SOURCE
Un petit bijou de roman graphique et deux romans qui nous entraîne dans deux visions très différentes de l'Amérique des années 50.

" Elle se dit qu'un de ces quatre un intrépide gentleman viendra la sortir de là. Elle en est encore à croire que quelqu'un va venir se charger de son sauvetage. Que sinon elle restera cloîtrée éternellement dans ce salon en ruines (Nathalie ne lésine jamais sur rien). Le gentleman en question sera désinvolte, peut-être américain, follement beau, très légèrement arrogant, et tout à fait spirituel. Il s'appellera Tunepouvaispas. Elle sera son élue, sa princesse, son aimée, sa parfaite, sa Bonnie. Le nom de famille de son héros sera Mefaireplusplaisir. Ca ne sonne pas très anglo-saxon. Mais c'est un détail. Nathalie se situe encore à l'exact mitan entre Boucle d'or et Anaïs Nin. "

Mon avis

Véronique Ovaldé écrit presque autant pour les adultes que pour les enfants. Pourtant la frontière me semble très mince entre les deux styles qu'elle manie à merveille. J'avais déjà été plus que séduite par son album Paloma et le vaste monde pourtant estampillé " jeunesse ". C'est un auteur qui ne s'encombre pas des cases dans lesquelles on aimerait la ranger, elle écrit et c'est toujours pour moi un grand moment de magie que de la lire.

DONNÉES FOURNIES
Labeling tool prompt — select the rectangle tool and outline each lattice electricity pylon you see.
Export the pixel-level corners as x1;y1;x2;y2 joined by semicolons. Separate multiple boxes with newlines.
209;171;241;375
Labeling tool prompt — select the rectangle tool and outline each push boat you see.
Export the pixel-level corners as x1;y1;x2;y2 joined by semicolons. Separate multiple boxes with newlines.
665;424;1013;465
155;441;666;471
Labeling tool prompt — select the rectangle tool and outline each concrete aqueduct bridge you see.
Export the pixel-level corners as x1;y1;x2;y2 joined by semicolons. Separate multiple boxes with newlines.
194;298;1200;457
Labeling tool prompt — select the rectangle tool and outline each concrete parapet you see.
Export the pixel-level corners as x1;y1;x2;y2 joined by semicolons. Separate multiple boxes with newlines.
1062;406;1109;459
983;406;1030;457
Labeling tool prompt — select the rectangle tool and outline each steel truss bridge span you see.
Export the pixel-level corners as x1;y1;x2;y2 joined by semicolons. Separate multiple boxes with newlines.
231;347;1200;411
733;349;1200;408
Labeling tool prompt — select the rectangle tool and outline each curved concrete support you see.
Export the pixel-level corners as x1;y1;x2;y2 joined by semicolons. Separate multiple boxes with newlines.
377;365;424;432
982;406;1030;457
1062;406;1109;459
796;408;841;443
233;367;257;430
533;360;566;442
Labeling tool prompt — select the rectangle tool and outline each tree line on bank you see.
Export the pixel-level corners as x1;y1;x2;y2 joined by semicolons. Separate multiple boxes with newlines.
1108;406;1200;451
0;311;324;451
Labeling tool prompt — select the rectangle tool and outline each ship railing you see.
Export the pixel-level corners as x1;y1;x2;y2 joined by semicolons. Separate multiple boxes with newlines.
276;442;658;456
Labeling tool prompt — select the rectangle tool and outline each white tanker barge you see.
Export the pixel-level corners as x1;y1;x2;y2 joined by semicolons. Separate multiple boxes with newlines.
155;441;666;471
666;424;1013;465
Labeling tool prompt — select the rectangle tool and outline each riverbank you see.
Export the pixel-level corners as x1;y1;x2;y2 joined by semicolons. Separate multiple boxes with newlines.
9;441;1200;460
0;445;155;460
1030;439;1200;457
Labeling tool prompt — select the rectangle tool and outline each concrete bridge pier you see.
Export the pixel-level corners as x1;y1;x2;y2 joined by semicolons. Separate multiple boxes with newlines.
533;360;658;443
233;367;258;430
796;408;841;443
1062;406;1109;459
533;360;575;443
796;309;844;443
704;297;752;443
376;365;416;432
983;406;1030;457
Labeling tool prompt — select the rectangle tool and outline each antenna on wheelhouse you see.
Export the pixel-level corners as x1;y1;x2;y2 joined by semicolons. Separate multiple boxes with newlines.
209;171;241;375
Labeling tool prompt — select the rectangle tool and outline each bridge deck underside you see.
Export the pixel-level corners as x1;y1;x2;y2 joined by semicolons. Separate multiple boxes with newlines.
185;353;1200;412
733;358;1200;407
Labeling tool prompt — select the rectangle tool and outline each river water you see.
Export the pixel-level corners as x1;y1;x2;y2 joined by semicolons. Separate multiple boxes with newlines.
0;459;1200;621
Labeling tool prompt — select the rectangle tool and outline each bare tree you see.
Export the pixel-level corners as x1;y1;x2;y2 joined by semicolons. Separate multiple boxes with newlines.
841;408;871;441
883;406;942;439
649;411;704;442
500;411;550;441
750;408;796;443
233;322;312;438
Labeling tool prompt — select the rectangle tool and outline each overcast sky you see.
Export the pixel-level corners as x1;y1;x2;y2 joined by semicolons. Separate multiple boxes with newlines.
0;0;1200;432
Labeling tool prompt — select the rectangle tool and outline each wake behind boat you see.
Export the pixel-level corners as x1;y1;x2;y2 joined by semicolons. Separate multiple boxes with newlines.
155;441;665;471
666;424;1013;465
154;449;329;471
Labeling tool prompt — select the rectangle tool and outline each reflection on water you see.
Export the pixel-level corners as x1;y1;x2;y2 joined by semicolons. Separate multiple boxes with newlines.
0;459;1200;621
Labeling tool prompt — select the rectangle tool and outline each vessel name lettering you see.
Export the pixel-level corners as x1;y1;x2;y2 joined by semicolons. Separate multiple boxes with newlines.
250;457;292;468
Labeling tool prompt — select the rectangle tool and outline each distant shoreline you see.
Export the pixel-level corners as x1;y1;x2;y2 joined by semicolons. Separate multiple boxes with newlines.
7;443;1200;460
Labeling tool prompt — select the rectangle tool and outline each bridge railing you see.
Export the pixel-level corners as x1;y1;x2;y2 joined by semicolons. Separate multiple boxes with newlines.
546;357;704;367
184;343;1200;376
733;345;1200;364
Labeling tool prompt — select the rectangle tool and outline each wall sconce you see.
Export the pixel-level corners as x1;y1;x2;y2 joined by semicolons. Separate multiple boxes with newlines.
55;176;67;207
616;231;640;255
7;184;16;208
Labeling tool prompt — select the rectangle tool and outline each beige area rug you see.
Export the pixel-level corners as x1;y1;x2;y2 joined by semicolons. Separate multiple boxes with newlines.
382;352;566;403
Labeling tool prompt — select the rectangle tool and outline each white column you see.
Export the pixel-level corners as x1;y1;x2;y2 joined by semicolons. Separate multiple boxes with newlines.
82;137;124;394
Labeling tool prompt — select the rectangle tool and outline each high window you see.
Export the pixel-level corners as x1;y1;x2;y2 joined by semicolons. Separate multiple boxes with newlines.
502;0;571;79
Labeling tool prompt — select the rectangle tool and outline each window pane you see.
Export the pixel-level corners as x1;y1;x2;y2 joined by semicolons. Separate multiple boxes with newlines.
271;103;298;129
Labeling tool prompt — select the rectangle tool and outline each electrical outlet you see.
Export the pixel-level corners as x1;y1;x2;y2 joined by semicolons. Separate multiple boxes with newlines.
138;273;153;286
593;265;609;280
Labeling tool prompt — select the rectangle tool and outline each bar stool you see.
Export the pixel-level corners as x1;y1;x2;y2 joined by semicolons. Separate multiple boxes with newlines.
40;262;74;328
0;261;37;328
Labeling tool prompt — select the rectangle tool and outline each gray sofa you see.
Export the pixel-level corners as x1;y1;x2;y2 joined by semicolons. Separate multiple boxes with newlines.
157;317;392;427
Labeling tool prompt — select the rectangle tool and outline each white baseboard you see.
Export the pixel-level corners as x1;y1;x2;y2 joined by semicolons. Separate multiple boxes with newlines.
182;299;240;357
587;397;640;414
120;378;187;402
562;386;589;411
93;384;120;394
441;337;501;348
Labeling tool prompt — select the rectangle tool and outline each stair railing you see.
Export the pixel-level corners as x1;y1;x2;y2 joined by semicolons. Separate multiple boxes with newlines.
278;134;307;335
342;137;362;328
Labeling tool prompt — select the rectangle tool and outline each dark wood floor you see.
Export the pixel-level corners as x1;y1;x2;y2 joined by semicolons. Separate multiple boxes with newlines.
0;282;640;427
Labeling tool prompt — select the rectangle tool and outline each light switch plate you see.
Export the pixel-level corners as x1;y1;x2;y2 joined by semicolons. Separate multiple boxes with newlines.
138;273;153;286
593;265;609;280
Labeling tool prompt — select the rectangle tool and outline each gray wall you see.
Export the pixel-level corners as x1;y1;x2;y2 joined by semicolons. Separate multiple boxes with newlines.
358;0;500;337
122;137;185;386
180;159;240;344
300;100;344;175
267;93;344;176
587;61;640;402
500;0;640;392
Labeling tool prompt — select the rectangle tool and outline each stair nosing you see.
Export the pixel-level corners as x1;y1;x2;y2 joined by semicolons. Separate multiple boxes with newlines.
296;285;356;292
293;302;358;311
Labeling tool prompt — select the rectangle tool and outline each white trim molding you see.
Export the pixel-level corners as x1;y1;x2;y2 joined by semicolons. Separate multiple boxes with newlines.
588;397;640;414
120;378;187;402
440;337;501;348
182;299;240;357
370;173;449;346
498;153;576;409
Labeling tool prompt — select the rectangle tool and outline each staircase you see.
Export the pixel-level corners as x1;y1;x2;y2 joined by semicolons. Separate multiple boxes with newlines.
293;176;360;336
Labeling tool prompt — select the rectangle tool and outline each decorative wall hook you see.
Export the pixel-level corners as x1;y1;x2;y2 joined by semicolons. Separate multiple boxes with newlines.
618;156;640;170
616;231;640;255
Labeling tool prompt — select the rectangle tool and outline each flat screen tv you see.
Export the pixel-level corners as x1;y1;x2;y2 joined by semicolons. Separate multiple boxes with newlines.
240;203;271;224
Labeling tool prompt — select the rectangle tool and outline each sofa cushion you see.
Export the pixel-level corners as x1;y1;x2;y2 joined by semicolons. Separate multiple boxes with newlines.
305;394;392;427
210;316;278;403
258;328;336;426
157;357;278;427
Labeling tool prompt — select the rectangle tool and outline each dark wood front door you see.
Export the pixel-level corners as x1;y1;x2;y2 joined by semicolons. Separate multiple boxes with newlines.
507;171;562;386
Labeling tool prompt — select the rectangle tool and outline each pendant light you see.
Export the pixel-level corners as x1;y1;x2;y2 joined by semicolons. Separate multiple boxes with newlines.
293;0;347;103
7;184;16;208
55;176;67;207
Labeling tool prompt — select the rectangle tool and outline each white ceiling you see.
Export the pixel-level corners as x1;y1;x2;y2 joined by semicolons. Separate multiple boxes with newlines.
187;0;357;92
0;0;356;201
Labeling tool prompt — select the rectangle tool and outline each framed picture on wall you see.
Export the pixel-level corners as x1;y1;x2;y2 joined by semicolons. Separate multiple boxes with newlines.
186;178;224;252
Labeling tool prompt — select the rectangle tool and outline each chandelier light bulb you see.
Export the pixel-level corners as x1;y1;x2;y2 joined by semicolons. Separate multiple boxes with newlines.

CONSIGNE
Recopiez mot pour mot, dans la source, le passage qui s'ouvre sur les mots « Véronique Ovaldé écrit » et s'achève sur « de la lire. ».

RÉPONSE
Véronique Ovaldé écrit presque autant pour les adultes que pour les enfants. Pourtant la frontière me semble très mince entre les deux styles qu'elle manie à merveille. J'avais déjà été plus que séduite par son album Paloma et le vaste monde pourtant estampillé " jeunesse ". C'est un auteur qui ne s'encombre pas des cases dans lesquelles on aimerait la ranger, elle écrit et c'est toujours pour moi un grand moment de magie que de la lire.